* [Given text]:
++++++++

### Preliminaries

In [None]:
import pandas as pd
import numpy as np
from numpy import save

from sklearn.preprocessing import LabelEncoder
from sklearn.model_selection import train_test_split
from sklearn.metrics import accuracy_score
from sklearn.ensemble import RandomForestClassifier

import keras
from keras.utils import to_categorical
from keras.models import Sequential,Input,Model
from keras.layers import Dense, Dropout, Flatten
from keras.layers import Conv2D, MaxPooling2D
from keras.layers import Conv1D, MaxPooling1D
from keras.layers.normalization import BatchNormalization
from keras.layers.advanced_activations import LeakyReLU

In [None]:
## load  processed data
training_data = np.load("training_data.npy", allow_pickle = True)
labels = np.load("labels.npy", allow_pickle = True)

++++++++

* [Data entries]:
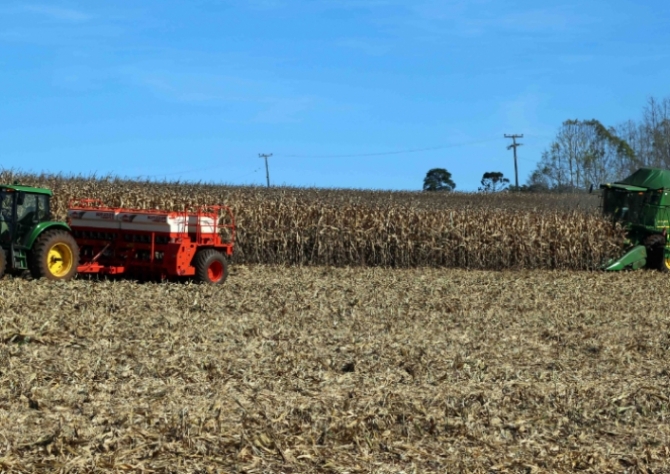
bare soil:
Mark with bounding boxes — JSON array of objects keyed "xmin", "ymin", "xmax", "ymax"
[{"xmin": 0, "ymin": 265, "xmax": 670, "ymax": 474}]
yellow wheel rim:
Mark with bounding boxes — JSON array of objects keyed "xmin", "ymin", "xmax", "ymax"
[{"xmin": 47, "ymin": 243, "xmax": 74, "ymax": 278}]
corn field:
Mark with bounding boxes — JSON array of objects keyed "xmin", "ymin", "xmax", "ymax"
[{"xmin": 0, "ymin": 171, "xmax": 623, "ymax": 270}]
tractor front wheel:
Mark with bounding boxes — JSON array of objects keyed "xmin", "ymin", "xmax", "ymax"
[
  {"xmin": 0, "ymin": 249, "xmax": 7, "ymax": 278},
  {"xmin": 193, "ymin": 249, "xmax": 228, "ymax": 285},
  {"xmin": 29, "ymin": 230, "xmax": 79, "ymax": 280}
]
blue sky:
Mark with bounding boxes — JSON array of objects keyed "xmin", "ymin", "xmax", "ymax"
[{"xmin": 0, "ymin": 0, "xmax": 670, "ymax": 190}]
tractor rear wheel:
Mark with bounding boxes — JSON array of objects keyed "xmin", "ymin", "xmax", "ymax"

++++++++

* [What to do]:
• A. Answer these questions about the notebook code at the top of the page, marking your answers (i), (ii), (iii) to match.
(i) Which classifier is imported from sklearn.ensemble?
(ii) From which module is BatchNormalization imported?
(iii) Which file is loaded into the variable labels?
• B. Continue the notebook code at the top of the page, starting after its last line.

* [Exercise answers]:
• A.
(i) RandomForestClassifier
(ii) keras.layers.normalization
(iii) labels.npy

• B.
training_data.shape,training_data.shape

### 1D Convolutional Neural Network

Althoug, we can reach a good accuracy with 2D layers, the 1D layer turned out to have better accuracy for this data. This is not surprusing, 1D CNN it is widely used for speech recognition. So, let's get started.

Upload data, reshape and transform the targets.

In [None]:
#go back to two three dimensions
train_X = training_data
#test_X = test_data
train_Y = labels

train_X = train_X.reshape(-1, 99,13)
#test_X = test_X.reshape(-1, 99,13)

# transform the labels
train_Y_one_hot = to_categorical(train_Y)

train_X.shape #, test_X.shape

Create validation set.

In [None]:
## CREATE THE VALIDATION SET 
train_X,valid_X,train_label,valid_label = train_test_split(train_X, train_Y_one_hot, test_size=0.2, 
                                                           random_state=13)

Hyperparameters tuning.

In [None]:
# set up hyperparameters 
batch_size = 256
epochs = 1
num_classes = 35 # fix
np.random.seed(222)

As you can see, this is a very deep model. My group and I spent a lot of time tuning this model because we knew we could reach a very high accuracy. Eventually we were able to reach 95% but I know that it is also possible to get 98%. I leave you this challenge to you.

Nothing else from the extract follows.